§ Extracted text:
******
US chip sanctions may push Brazil, others right into China's arms
Hope you're all looking forward to another cold war
Comment For years, the United States has leveled waves of sanctions and export bans on Chinese firms in an effort to squelch the Middle Kingdom's fledgling semiconductor industry, all the while rallying allies.
As the US crusade has grown more aggressive, however, this places several nations, including Brazil, in the strategically difficult position of choosing a side in a global trade war.
Brazil's newly elected President Luiz Inácio Lula da Silva – serving his second term after a break of over a decade – wants to establish a semiconductor industry in his country. Lula was reportedly scheduled to meet Chinese officials this week on that topic until health complications forced him to postpone.
Despite US efforts to discourage its friends and acquaintances from doing business with China, Brazil's foreign minister Celso Amorim has claimed the country can't afford to pick sides in the US-China chip war.
"We have no preference for a Chinese semiconductor factory. But, if they offer good conditions, I don't see why we refuse. We are not afraid of the big bad wolf," he told Reuters late last month, in reference to the US's behavior.
One of the most reasonable factors is cost. The US and Europe have committed billions in subsidies and tax breaks to convince foundry operators to build fabs in their countries. The US CHIPS and Science Act dedicated $39 billion to this cause, while the European version of the bill, once passed, would allocate €43 billion ($46.6 billion).
The US and EU represent two of the largest economies in the world. Brazil's gross domestic product tops $1.6 trillion, which pales in comparison to America's $23.3 trillion and the European Union's $15.5 trillion.
As such, Lula is likely to face financial difficulty attracting US-aligned chipmakers to set up shop in Brazil. The facilities are not cheap to build, especially as rising inflation drives up the cost of materials. For context, Intel now expects each of its two Arizona fabs to cost roughly $15 billion, meanwhile TSMC will spend $43 billion on two fabs in the state. While they might work out cheaper to operate in a country like Brazil, it's safe to say, it wouldn't be that cheap.
Where Lula may have difficulty wooing the likes of Intel, TSMC, or Samsung, he may have better luck convincing Chinese firms to invest in his country. Despite the high cost of semiconductor manufacturing, it's an opportunity for China to demonstrate its significance on the global semiconductor stage, while also expanding its addressable market.
In the absence of cash or tax breaks, access to a largely untapped semiconductor market, like South America, is certainly a reason to build in Brazil. "They are the largest nation in Latin America, and they are one of the largest automotive producers in Latin America," IDC analyst Mario Morales told The Register.
US chipmakers have previously considered expanding their presence in Brazil for this very reason, he explained. However a lack of infrastructure, talent, and a history of political unrest have largely deterred long-term, large-scale investment.
"When you're building something out for the next five to seven to 10 years, you have to have stability," Morales said. "You have to have infrastructure, and that's why most companies did not."
China however, has a long history of investing in infrastructure as a means to instill goodwill, under what's commonly known as the Belts and Roads Initiative, which seeks to create trade routes, and ultimately establish a dependence on Chinese-made goods and services.
******
§ Stated exercise 1: According to the chip sanctions article, how much will TSMC spend on its two Arizona fabs?
§ Stated exercise 2: Output the passage of the chip sanctions article between "As such, Lula" and "its addressable market.", inclusive.
§ Stated exercise 3: For each statement, answer yes or no according to the chip sanctions article, and quote the words that decide it: (a) Brazil's gross domestic product is more than $1.6 trillion. (b) Lula met with Chinese officials this week as planned. (c) The US CHIPS and Science Act set aside $52 billion for building fabs.
The records that come next are separate material, unrelated to the chip sanctions article.

§ Data:
******
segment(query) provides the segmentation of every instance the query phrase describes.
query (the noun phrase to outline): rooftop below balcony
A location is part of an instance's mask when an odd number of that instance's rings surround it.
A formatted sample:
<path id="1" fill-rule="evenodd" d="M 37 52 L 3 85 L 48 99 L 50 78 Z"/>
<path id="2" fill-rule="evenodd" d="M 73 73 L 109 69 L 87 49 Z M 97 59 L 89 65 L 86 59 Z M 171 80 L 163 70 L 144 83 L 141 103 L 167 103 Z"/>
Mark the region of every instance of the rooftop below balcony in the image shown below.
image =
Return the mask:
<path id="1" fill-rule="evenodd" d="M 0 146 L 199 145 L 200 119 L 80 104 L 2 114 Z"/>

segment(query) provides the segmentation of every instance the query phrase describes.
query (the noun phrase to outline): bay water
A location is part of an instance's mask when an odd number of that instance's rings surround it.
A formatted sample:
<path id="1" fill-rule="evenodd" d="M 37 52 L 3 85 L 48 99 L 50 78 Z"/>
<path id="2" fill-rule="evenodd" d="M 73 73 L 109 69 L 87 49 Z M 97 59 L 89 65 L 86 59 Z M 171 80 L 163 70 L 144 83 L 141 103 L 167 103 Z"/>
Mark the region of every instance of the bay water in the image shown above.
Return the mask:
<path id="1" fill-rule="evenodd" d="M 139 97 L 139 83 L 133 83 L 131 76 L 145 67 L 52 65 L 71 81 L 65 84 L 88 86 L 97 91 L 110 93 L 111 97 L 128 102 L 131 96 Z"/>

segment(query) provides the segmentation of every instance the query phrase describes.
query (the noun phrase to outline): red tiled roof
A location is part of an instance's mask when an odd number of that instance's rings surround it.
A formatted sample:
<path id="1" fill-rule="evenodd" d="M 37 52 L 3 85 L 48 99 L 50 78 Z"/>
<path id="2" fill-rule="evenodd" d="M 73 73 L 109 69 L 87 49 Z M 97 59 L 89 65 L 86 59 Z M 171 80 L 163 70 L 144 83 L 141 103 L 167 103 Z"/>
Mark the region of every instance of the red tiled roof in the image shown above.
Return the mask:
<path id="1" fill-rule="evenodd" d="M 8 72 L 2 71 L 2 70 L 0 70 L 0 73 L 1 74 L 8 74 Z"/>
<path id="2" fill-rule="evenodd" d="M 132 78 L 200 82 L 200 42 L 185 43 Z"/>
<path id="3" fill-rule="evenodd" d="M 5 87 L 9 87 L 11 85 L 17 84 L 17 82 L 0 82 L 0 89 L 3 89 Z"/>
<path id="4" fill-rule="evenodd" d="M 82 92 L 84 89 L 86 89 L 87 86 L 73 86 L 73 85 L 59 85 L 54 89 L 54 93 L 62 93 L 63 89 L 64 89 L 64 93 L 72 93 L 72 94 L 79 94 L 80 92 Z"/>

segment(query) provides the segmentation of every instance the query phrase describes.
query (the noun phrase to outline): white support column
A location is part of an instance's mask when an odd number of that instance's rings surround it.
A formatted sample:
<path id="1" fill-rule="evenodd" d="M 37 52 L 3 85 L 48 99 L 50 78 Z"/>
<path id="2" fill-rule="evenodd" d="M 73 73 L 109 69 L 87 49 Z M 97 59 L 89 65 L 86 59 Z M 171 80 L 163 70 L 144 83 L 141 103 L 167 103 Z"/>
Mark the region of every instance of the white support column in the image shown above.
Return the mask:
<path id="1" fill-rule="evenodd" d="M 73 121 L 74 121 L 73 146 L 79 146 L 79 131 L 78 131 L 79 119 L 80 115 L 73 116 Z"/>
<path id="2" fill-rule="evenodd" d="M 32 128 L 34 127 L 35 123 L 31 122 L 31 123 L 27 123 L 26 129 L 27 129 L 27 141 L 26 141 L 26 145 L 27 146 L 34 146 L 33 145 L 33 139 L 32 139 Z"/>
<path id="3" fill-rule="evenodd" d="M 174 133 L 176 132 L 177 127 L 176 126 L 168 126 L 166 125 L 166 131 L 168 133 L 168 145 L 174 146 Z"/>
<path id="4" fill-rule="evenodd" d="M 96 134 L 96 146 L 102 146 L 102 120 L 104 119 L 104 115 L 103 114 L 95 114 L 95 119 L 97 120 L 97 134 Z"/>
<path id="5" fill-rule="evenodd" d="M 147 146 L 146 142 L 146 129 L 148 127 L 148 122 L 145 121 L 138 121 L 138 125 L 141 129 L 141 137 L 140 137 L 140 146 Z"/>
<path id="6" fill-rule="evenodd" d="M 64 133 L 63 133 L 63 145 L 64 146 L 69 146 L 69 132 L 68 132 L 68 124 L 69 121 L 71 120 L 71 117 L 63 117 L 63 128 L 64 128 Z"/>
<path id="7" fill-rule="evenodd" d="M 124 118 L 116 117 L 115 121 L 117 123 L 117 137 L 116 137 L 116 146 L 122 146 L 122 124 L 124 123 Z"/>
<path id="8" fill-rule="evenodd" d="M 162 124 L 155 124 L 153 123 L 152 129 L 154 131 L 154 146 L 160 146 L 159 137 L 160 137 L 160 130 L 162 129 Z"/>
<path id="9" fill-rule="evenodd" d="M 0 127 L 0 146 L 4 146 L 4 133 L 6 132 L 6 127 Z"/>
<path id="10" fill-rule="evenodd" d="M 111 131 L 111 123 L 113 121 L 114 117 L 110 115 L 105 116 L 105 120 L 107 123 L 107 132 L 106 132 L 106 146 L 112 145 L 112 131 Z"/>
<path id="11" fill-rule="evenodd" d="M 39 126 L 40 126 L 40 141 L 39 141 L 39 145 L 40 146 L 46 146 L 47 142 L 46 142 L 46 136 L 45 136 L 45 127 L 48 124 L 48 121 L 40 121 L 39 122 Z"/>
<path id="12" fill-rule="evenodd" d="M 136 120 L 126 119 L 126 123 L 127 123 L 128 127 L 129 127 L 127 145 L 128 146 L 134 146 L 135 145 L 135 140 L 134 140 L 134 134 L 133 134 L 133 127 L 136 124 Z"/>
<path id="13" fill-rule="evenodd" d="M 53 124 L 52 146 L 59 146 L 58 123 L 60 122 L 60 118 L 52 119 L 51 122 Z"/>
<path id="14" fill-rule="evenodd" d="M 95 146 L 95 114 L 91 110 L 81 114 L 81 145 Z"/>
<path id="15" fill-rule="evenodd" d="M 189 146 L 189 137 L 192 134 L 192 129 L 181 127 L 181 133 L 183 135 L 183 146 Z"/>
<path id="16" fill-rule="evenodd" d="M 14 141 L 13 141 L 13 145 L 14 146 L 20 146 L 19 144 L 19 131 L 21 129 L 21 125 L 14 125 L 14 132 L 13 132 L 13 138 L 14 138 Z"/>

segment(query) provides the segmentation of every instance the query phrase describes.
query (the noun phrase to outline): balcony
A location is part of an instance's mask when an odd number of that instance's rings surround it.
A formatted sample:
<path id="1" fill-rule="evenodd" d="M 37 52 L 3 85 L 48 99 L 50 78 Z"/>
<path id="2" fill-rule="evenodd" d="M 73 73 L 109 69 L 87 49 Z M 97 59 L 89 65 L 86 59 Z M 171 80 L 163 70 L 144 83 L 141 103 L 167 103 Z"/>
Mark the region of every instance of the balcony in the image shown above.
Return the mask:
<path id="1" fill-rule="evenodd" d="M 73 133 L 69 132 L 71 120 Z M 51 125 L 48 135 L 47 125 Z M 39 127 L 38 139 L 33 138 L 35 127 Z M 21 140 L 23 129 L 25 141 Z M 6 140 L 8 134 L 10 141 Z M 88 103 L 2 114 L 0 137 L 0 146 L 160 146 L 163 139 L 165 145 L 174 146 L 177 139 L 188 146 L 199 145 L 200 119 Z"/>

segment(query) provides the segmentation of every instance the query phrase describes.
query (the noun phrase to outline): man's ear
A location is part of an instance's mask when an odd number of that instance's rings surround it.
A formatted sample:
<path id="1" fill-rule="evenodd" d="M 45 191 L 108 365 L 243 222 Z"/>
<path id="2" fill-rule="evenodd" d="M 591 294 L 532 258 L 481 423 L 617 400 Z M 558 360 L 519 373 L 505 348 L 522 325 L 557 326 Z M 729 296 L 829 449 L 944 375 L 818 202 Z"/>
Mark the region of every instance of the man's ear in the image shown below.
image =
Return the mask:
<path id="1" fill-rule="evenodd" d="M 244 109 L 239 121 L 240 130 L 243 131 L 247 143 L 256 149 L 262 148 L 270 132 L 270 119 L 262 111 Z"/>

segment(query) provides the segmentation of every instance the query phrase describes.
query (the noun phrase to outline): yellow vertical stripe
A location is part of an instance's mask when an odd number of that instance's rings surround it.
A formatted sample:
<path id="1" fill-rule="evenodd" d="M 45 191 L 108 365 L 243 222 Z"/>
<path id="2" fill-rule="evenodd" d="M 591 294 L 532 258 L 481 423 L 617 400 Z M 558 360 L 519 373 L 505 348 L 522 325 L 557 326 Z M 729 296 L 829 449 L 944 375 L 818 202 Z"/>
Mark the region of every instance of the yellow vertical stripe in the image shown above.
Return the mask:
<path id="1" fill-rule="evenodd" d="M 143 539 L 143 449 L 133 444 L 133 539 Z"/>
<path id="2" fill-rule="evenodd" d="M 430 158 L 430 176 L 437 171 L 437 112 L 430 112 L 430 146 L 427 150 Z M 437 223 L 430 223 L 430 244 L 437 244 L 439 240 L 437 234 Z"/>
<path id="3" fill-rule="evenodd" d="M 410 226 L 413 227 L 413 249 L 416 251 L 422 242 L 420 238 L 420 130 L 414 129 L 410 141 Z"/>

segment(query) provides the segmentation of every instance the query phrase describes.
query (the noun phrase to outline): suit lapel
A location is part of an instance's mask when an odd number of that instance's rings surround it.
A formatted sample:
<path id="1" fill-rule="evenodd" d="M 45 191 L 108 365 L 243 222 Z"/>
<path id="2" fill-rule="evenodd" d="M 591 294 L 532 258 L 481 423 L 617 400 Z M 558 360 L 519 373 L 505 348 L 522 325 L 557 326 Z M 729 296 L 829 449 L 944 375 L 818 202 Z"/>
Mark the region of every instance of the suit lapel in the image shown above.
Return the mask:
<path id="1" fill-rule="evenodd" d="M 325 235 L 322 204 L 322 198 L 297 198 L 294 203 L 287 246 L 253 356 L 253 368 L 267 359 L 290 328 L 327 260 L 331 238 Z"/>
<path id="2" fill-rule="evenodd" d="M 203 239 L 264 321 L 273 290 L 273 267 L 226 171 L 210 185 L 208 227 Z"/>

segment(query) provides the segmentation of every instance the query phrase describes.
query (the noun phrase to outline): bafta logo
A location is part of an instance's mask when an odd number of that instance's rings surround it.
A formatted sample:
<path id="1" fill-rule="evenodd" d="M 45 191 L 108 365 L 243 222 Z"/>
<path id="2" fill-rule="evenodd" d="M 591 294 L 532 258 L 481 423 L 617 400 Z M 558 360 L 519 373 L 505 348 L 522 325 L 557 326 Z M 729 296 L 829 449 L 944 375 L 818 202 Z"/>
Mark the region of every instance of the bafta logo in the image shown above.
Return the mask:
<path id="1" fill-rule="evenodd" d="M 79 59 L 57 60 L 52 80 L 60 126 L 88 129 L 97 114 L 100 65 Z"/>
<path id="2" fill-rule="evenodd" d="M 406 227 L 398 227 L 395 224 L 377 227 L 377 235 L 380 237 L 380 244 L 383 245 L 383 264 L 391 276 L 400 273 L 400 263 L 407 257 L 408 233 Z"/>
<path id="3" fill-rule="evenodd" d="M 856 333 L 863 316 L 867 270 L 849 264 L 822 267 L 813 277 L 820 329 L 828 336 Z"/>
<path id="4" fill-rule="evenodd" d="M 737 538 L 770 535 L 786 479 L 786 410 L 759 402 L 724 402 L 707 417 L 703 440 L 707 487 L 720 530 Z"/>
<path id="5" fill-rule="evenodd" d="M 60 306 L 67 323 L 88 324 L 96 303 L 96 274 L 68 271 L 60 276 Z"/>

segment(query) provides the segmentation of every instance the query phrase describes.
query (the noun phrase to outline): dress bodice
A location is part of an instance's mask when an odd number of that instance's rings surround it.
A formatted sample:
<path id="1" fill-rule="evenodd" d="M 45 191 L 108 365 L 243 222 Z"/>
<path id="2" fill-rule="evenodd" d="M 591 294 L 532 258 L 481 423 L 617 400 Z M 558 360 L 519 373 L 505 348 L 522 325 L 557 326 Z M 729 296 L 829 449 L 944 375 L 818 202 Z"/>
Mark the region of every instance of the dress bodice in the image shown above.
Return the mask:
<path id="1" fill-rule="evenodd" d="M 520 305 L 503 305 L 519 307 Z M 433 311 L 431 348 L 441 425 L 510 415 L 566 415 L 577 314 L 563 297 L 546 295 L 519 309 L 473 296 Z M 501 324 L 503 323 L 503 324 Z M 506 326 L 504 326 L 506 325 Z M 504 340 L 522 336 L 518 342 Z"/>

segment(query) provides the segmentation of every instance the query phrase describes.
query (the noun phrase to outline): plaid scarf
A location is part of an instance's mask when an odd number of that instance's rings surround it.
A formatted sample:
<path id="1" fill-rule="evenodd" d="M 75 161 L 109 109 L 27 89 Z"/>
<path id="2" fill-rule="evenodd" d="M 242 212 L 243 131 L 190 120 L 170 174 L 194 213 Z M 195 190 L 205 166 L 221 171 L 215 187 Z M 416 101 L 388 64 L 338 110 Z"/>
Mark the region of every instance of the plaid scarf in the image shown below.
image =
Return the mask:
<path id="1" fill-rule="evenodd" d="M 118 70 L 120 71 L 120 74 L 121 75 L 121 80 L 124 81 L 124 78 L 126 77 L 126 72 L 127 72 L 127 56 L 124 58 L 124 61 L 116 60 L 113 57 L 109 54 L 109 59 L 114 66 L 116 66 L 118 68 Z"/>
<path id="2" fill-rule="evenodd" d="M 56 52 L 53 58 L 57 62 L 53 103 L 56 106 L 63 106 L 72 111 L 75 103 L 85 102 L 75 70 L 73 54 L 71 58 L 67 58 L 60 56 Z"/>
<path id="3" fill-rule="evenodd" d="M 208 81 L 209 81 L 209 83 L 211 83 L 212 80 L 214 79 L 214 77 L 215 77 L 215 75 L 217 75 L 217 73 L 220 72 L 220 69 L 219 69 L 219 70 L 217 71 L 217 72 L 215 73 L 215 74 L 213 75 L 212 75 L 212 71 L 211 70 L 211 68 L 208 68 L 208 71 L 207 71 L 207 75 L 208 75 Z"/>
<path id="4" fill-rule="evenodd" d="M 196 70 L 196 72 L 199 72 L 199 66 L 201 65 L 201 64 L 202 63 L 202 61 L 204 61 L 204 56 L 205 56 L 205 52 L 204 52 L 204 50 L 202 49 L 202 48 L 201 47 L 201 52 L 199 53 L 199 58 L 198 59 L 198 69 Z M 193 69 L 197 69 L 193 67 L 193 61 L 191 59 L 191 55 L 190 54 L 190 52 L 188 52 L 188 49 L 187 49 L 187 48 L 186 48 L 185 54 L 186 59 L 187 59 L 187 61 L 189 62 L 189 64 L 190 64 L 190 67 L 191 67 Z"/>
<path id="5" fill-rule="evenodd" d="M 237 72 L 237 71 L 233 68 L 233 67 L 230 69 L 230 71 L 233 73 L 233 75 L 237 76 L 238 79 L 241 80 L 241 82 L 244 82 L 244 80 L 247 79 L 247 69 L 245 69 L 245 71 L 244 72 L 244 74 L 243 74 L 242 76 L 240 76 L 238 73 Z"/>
******
§ Worked solution 1: $43 billion

§ Worked solution 2:
As such, Lula is likely to face financial difficulty attracting US-aligned chipmakers to set up shop in Brazil. The facilities are not cheap to build, especially as rising inflation drives up the cost of materials. For context, Intel now expects each of its two Arizona fabs to cost roughly $15 billion, meanwhile TSMC will spend $43 billion on two fabs in the state. While they might work out cheaper to operate in a country like Brazil, it's safe to say, it wouldn't be that cheap.
Where Lula may have difficulty wooing the likes of Intel, TSMC, or Samsung, he may have better luck convincing Chinese firms to invest in his country. Despite the high cost of semiconductor manufacturing, it's an opportunity for China to demonstrate its significance on the global semiconductor stage, while also expanding its addressable market.

§ Worked solution 3:
(a) Yes: "Brazil's gross domestic product tops $1.6 trillion"
(b) No: "until health complications forced him to postpone"
(c) No: "The US CHIPS and Science Act dedicated $39 billion to this cause"